YOUR OBJECTIVE:
Reproduce the stretch of the Kath M. Melia biography from "- Born: Cheshire" through "ethics in healthcare.", with no change to any word or mark.

STUDY TEXT:
################
- Born: Cheshire
- Died: 22 October 2022 Edinburgh
- Occupation(s): sociologist, professor of nursing, researcher, academic author and campaigner for ethics in healthcare
- Employer: University of Edinburgh

= Kath M. Melia =

Academic with interest in ethics in nursing and healthcare

Kath M. Melia (died 25 October 2022) was a sociologist, professor of nursing, researcher, academic author and campaigner for ethics in healthcare.

== Career ==
Melia was born in Cheshire, the middle of three sisters. She undertook her undergraduate studies to obtain a BA (Hons) in nursing at Manchester University. She worked in intensive and coronary care. In 1975, she moved to take a PhD at the University of Edinburgh Nursing Research Unit, where she later became lecturer and eventually in 1996 a professor of Nursing Studies. She was the first head of the School of Nursing and Social science for five years, and retired when she had served for 40 years as a lecturer, researcher and then professor. Melia won research funding at a time when few grants were made to nurses, and this included Leverhulme Trust researching nursing ethics in the USA (New York and San Francisco) and an ESRC programme studying 'Nursing in the new NHS'. As Head of the School, Melia led a £2.5m joint bid with Queen Margaret University and Edinburgh Napier University to create a centre for integrated healthcare research which in turn developed into UK-wide Clinical Academic Careers for Nurses, Midwives and Allied Health Professionals.
################
[Referring expression pointing data]
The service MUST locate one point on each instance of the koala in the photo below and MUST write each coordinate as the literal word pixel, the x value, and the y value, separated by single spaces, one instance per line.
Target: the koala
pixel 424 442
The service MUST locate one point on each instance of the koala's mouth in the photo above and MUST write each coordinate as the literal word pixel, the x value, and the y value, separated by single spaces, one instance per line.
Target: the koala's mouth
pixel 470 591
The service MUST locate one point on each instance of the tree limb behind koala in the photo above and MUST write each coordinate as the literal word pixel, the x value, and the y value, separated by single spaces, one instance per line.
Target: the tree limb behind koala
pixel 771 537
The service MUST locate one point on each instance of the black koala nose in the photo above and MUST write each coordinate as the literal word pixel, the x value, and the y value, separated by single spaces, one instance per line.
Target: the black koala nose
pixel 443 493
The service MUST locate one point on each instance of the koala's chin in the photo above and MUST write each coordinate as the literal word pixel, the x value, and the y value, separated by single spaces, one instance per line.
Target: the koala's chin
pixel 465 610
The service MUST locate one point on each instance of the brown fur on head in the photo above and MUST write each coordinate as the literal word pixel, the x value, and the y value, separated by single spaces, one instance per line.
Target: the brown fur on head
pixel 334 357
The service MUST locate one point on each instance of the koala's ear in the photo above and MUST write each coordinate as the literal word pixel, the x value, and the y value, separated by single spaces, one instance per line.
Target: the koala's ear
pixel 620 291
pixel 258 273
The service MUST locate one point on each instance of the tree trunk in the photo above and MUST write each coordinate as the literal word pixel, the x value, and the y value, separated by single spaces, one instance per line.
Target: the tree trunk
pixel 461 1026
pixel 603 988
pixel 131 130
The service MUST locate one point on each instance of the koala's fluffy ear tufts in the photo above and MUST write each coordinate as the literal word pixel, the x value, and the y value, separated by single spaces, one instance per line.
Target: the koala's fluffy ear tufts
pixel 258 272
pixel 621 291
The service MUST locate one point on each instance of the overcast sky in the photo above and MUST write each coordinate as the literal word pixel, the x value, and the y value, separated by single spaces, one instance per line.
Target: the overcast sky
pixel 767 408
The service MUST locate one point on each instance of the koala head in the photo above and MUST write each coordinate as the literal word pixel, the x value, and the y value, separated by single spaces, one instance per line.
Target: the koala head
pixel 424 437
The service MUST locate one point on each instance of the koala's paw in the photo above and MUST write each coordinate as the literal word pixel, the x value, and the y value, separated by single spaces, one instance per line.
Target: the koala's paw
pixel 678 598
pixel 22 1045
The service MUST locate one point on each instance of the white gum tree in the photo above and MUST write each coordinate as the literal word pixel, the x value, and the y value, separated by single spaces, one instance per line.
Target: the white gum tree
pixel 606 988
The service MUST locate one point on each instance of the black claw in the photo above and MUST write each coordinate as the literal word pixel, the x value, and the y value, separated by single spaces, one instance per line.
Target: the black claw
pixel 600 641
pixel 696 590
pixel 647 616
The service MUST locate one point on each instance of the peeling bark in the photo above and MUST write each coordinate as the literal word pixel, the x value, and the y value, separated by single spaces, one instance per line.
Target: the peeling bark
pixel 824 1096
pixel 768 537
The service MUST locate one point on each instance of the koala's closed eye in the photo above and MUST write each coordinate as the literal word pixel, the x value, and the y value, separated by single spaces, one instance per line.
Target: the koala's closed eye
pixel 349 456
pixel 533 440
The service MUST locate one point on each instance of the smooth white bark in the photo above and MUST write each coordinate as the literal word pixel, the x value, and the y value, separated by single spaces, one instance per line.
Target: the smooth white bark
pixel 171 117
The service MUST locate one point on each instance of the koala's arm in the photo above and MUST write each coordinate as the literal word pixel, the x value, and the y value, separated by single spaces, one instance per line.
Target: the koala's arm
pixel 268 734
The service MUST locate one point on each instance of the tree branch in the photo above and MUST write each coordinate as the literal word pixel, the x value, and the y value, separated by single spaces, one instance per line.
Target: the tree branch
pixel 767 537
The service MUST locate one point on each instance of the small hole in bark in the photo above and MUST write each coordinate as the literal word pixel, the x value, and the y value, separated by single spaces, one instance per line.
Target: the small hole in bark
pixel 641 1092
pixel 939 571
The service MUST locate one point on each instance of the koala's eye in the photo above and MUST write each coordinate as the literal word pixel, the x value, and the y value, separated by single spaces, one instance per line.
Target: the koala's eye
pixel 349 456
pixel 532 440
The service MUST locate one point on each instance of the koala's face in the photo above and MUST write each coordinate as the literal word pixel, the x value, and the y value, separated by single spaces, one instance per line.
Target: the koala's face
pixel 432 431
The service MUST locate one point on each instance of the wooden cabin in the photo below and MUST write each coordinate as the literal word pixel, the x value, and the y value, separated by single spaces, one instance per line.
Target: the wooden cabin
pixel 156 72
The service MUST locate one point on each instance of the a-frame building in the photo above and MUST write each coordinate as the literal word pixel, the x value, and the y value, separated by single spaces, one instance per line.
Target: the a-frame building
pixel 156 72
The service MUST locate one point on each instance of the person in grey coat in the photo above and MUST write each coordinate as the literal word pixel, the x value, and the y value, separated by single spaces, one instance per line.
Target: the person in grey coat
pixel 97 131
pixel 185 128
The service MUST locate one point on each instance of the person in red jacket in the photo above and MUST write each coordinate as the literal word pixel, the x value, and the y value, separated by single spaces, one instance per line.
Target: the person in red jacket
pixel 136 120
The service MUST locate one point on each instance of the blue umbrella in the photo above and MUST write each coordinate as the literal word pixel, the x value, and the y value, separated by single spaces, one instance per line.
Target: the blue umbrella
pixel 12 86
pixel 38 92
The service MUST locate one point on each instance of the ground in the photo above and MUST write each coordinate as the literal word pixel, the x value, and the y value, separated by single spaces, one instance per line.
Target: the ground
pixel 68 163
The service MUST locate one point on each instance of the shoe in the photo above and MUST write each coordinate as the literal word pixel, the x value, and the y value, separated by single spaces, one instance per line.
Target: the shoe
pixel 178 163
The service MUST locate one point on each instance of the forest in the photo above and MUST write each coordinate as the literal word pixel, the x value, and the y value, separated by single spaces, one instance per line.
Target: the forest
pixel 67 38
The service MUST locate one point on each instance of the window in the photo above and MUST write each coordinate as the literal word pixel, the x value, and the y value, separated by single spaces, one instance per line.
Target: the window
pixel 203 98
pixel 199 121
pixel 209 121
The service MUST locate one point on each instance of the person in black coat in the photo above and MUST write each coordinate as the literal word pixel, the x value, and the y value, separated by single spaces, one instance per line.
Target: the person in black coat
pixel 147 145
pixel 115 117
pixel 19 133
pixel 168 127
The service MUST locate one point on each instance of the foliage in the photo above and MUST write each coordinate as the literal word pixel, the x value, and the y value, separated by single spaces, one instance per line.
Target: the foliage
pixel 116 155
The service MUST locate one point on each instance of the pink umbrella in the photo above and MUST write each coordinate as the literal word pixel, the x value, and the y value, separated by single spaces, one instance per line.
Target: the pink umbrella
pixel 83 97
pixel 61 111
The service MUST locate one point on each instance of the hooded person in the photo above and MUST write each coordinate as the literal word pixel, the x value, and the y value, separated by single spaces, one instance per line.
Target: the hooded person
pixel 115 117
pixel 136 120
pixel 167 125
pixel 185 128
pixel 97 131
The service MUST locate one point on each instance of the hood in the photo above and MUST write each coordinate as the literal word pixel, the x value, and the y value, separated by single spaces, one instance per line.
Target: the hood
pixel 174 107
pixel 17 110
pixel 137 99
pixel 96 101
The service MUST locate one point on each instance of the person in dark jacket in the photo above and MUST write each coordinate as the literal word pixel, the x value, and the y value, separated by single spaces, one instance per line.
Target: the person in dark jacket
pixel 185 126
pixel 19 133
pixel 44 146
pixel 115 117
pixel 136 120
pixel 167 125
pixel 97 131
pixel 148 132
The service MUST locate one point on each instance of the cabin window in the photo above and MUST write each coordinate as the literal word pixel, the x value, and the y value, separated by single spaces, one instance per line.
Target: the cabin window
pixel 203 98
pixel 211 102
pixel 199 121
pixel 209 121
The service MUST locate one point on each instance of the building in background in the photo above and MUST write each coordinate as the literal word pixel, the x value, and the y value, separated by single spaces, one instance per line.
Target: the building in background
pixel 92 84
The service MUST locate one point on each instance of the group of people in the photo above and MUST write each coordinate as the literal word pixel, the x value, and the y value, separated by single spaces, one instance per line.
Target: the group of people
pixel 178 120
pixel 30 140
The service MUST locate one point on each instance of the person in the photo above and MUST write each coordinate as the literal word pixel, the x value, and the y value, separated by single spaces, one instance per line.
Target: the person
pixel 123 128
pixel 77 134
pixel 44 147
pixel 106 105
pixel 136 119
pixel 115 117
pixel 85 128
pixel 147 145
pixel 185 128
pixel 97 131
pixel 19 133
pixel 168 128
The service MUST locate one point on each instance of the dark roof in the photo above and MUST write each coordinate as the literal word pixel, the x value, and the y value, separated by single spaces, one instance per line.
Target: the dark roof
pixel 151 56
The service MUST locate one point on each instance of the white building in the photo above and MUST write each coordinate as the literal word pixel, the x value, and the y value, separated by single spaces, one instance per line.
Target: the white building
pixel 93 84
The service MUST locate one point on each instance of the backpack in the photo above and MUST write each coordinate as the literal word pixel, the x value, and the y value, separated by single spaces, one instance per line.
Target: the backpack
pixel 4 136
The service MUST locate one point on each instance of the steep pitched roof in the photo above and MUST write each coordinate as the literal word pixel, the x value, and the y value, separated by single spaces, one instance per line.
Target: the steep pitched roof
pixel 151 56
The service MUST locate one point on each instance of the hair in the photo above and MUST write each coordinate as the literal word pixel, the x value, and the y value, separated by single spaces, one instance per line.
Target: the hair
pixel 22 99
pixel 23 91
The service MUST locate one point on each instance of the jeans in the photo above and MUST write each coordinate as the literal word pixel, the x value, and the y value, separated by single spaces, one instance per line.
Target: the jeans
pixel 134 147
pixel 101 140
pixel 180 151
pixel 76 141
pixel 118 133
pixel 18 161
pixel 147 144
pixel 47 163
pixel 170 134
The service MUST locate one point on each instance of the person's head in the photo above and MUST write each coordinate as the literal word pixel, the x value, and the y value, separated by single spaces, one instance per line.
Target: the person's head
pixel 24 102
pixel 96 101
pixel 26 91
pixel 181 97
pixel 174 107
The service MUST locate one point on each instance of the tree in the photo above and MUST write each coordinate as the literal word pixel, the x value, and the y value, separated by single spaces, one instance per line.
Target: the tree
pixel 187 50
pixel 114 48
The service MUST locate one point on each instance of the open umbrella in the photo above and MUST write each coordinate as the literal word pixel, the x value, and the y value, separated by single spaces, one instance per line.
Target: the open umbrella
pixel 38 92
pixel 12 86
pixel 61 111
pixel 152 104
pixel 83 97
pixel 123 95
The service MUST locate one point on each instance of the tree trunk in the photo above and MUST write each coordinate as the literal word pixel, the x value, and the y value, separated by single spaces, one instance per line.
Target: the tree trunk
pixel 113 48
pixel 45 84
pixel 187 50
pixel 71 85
################
THE ANSWER:
- Born: Cheshire
- Died: 22 October 2022 Edinburgh
- Occupation(s): sociologist, professor of nursing, researcher, academic author and campaigner for ethics in healthcare
- Employer: University of Edinburgh

= Kath M. Melia =

Academic with interest in ethics in nursing and healthcare

Kath M. Melia (died 25 October 2022) was a sociologist, professor of nursing, researcher, academic author and campaigner for ethics in healthcare.